Now I beseech the ancient fathers with Peter their leader on behalf of wretched and anxious me: pour out your prayers and aid so that the trinal custodian of each new saint may afterwards forgive me until I may overcome the hideous enemy of this world.

Christ, you grant.

In the late tenth century, Latin had higher prestige than Anglo-Saxon, and hermeneutic Latin had higher prestige than simple Latin. This presented Byrhtferth with a problem in his Enchiridion, a school text designed to teach the complicated rules for calculating the date of Easter, as hermeneutic Latin is unsuitable for pedagogic instruction. His solution was to include passages in hermeneutic Latin condemning the ignorant and lazy secular clergy (non-monastic priests), who he said refused to learn Latin, thus justifying using Anglo-Saxon to provide clear explanations for their benefit. In a passage in Latin he wrote:

Some ignorant clerics reject calculations of this kind (for shame!) and do not wish to keep their phylacteries, that is, they do not preserve the order, which they have received in the bosom of mother church, nor do they persist in the holy teaching of meditation. They should consider carefully the way of the Pharisees and the Sadducees, and they should spit out their doctrine like filth. A cleric ought to be the keeper of his own soul, just as a noble man subjects a young foal to the yoke, so he ought to subject his own soul to service, by filling the alabaster box with precious oil, that is, he ought to be inwardly subjected daily, by obeying the divine laws and admonitions of the Redeemer.

Byrhtferth aimed for an elevated style, but he was frequently guilty of solecisms caused by overreaching his ability in Latin.

Almost all proponents of the style were clerical, but there is one notable exception. Ealdorman Æthelweard was a descendant of King Æthelred I, grandfather of an Archbishop of Canterbury, and patron of Ælfric of Eynsham, the one major English writer of the period who rejected the style. Æthelweard's Chronicon was a translation into hermeneutic Latin of a lost version of the Anglo-Saxon Chronicle. His style is regarded by historians as eccentric and at times unintelligible. In the view of Angelika Lutz his prose was influenced by Anglo-Saxon heroic poetry as well as Latin and Greek sources: "That it was later viewed as a failure may be attributed both to his limited command of Latin grammar and his extreme stylistic pretensions."
_ _ _ _ _ _ _
▶ REQUIRED WORK:
1. Translate this sentence from the passage on hermeneutic Latin into Spanish: "Byrhtferth aimed for an elevated style, but he was frequently guilty of solecisms caused by overreaching his ability in Latin."
2. Output the portion of the passage on hermeneutic Latin starting at "Now I beseech" and ending at "Christ, you grant.".
The listing that comes after the passage on hermeneutic Latin is not needed here.

▶ RECORDED INFORMATION:
_ _ _ _ _ _ _
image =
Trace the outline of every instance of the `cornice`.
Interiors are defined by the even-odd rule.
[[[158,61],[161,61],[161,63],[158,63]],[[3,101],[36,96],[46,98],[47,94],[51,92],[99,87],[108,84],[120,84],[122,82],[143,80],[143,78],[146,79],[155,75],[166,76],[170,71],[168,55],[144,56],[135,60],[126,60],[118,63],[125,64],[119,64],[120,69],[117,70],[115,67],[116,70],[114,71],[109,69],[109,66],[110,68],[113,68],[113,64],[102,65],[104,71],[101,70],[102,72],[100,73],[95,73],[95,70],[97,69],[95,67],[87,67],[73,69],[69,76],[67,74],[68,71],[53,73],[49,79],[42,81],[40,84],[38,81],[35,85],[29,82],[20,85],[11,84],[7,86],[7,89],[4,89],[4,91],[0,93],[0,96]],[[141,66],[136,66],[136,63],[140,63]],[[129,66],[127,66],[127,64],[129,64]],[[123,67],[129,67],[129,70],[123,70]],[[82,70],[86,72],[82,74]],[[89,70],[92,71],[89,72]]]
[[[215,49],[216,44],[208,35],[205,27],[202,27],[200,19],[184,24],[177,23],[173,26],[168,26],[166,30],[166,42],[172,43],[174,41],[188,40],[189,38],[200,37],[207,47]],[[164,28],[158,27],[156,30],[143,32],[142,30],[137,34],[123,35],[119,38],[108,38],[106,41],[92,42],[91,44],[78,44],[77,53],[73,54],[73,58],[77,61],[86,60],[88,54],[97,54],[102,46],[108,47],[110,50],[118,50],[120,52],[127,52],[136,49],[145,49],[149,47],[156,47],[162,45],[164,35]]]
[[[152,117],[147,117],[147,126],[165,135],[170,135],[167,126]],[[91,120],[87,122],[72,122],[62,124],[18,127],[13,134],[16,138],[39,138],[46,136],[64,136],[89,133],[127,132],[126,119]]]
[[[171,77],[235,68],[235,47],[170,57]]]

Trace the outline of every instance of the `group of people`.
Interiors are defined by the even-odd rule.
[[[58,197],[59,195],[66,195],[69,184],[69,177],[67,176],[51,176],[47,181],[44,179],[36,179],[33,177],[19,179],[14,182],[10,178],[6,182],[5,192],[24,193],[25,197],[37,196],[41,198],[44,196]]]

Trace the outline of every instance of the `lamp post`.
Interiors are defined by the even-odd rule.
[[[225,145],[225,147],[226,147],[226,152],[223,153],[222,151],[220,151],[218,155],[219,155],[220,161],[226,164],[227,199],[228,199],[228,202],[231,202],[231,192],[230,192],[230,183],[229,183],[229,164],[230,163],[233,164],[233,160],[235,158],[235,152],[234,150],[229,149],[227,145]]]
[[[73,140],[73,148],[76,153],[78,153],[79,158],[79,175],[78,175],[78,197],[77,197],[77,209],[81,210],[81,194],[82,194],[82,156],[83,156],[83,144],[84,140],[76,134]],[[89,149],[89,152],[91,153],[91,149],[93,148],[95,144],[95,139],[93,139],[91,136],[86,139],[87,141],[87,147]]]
_ _ _ _ _ _ _
▶ RESULTS OF THE TASKS:
1. Byrhtferth aspiraba a un estilo elevado, pero con frecuencia incurría en solecismos causados por ir más allá de su capacidad en latín.

2.
Now I beseech the ancient fathers with Peter their leader on behalf of wretched and anxious me: pour out your prayers and aid so that the trinal custodian of each new saint may afterwards forgive me until I may overcome the hideous enemy of this world.

Christ, you grant.